64.– La fe es pasión de servir un ideal. Es eterna y eternamente se renueva, porque no implica una creencia particular, sino un estado de conciencia que puede coexistir con todas. Las que aman apasionadamente un ideal demuestran fe si lo predican con firmeza o lo defienden con heroísmo.
La fe de los místicos es una fuerza para la acción, pero no es un método para llegar al conocimiento de la verdad. Un estado de ánimo que impulsa a creer apasionadamente es útil para obrar; pero como pasión perturba el juicio, excluye la crítica y cristaliza la creencia, no es instrumento adecuado para investigar.
Por muchos senderos puede marcharse con igual fe aunque persiguiendo distintos objetivos. No obra la fe de igual modo cuando se adhiere a supersticiones muertas y cuando se entusiasma por ideales vivos. Su intensidad puede ser la misma al servicio de la verdad o del error, pero no son iguales sus resultados; ora sostienen un pasado que se derrumba, ora construyen el porvenir que deviene.
El sentimiento religioso, expurgado de las supersticiones ancestrales, podrá convertirse, en hombres más cultos, en una pura aspiración moral que no contradiga a las verdades de su tiempo; perfeccionándose en función de la experiencia, inspirará el deseo de obrar moralmente, dignificando la vida individual y social.
Hora podrá llegar en que los hombres mejores no busquen la complicidad de utilitarios dioses, acaso inventados para consuelo de víctimas o para justificación de verdugos; la fe acentuará entonces las fuerzas morales que les impongan buscar en la sabiduría las fuentes insecables del deber y de la responsabilidad. Y cuando un hábito de siglos les haga mirar a lo alto, verán que un águila, el ideal, tiende sin cesar el ala hacia una estrella, sin alcanzarla nunca: la fe sobrevivirá a todas las supersticiones, compeliendo al hombre hacia la perfección moral, que es infinita.

* _Tarea requerida 1_
Cita del texto sobre la fe el fragmento que va entre "64.– La fe es" y "defienden con heroísmo.", ambos incluidos.
* _Tarea requerida 2_
Responde según el texto sobre la fe:
(a) ¿Qué es la fe, según la primera frase?
(b) ¿Para qué no es instrumento adecuado un estado de ánimo que impulsa a creer apasionadamente?
(c) ¿Qué ave representa el ideal?
* _Tarea requerida 3_
¿Concuerdan con el texto sobre la fe estas afirmaciones? Responde sí o no y cita las palabras del texto que lo deciden.
(a) La fe implica una creencia particular.
(b) La fe de los místicos es un método para llegar al conocimiento de la verdad.
(c) La intensidad de la fe puede ser la misma al servicio de la verdad o del error.

[Registros de contornos]
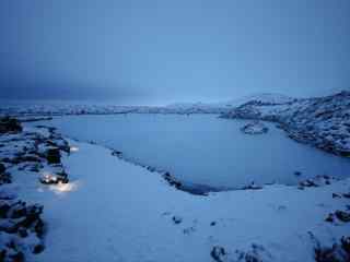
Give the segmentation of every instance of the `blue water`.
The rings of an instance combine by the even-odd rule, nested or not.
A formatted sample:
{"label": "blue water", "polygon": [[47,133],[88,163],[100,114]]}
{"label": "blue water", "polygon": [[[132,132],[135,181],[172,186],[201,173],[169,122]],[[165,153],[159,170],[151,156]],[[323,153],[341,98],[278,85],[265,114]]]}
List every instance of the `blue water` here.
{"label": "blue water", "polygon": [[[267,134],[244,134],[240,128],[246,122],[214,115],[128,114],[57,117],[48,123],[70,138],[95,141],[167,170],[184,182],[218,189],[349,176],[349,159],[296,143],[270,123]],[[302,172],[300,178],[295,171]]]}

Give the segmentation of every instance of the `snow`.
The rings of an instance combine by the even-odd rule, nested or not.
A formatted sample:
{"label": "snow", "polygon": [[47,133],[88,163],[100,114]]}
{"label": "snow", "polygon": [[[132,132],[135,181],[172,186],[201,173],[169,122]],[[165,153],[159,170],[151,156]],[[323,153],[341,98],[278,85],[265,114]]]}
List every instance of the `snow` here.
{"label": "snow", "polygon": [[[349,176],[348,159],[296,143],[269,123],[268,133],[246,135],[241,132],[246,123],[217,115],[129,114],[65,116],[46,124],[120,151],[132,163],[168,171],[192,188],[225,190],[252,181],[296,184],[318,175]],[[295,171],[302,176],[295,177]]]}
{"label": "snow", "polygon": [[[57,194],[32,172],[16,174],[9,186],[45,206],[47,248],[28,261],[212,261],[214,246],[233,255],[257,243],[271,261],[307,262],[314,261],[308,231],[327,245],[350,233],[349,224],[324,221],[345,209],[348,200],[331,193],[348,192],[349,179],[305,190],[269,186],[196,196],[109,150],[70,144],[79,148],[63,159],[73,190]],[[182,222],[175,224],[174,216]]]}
---
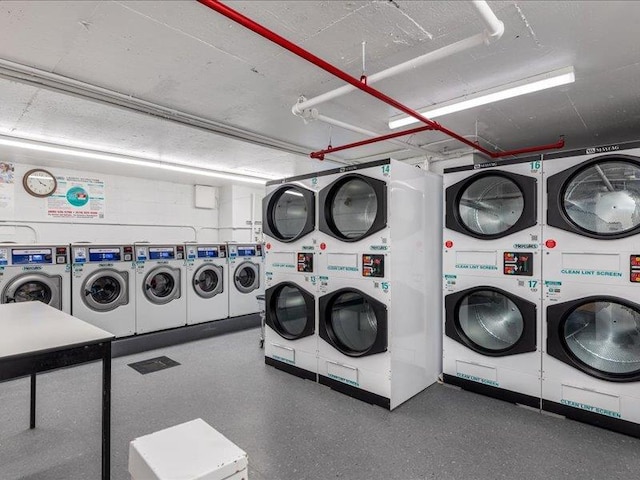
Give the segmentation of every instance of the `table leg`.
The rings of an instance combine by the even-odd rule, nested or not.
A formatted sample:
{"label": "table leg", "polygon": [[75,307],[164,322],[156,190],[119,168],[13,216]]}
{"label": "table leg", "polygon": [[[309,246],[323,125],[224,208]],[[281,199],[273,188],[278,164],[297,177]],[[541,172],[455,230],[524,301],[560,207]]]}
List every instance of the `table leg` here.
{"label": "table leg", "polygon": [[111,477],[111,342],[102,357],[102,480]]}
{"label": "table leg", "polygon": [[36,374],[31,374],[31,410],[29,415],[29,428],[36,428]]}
--
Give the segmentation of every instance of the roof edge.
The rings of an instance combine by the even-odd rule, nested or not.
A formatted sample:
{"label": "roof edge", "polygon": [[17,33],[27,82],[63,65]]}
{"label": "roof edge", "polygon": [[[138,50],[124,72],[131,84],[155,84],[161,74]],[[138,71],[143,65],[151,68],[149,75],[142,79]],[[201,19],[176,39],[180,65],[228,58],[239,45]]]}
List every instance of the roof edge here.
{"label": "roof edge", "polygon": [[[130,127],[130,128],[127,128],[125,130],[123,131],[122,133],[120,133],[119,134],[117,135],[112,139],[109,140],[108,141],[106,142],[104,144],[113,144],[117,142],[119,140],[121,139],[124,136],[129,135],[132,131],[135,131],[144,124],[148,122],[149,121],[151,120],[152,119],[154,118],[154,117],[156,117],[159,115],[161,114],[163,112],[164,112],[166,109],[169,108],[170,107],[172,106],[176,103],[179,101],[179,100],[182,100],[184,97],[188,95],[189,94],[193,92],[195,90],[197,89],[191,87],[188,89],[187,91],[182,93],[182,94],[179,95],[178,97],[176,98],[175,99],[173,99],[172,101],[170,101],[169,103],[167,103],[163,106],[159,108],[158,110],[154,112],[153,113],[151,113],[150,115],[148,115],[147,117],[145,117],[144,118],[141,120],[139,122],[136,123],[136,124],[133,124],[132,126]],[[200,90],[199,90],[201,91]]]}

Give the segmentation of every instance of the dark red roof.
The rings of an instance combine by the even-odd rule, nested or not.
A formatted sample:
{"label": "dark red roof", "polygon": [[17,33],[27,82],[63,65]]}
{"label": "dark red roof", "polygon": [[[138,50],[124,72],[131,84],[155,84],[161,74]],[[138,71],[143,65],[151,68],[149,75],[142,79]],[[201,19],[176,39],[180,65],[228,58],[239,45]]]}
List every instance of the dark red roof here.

* _Resultado final 1_
64.– La fe es pasión de servir un ideal. Es eterna y eternamente se renueva, porque no implica una creencia particular, sino un estado de conciencia que puede coexistir con todas. Las que aman apasionadamente un ideal demuestran fe si lo predican con firmeza o lo defienden con heroísmo.

* _Resultado final 2_
(a) Pasión de servir un ideal.
(b) Para investigar.
(c) Un águila.

* _Resultado final 3_
(a) No: "no implica una creencia particular".
(b) No: "no es un método para llegar al conocimiento de la verdad".
(c) Sí: "Su intensidad puede ser la misma al servicio de la verdad o del error".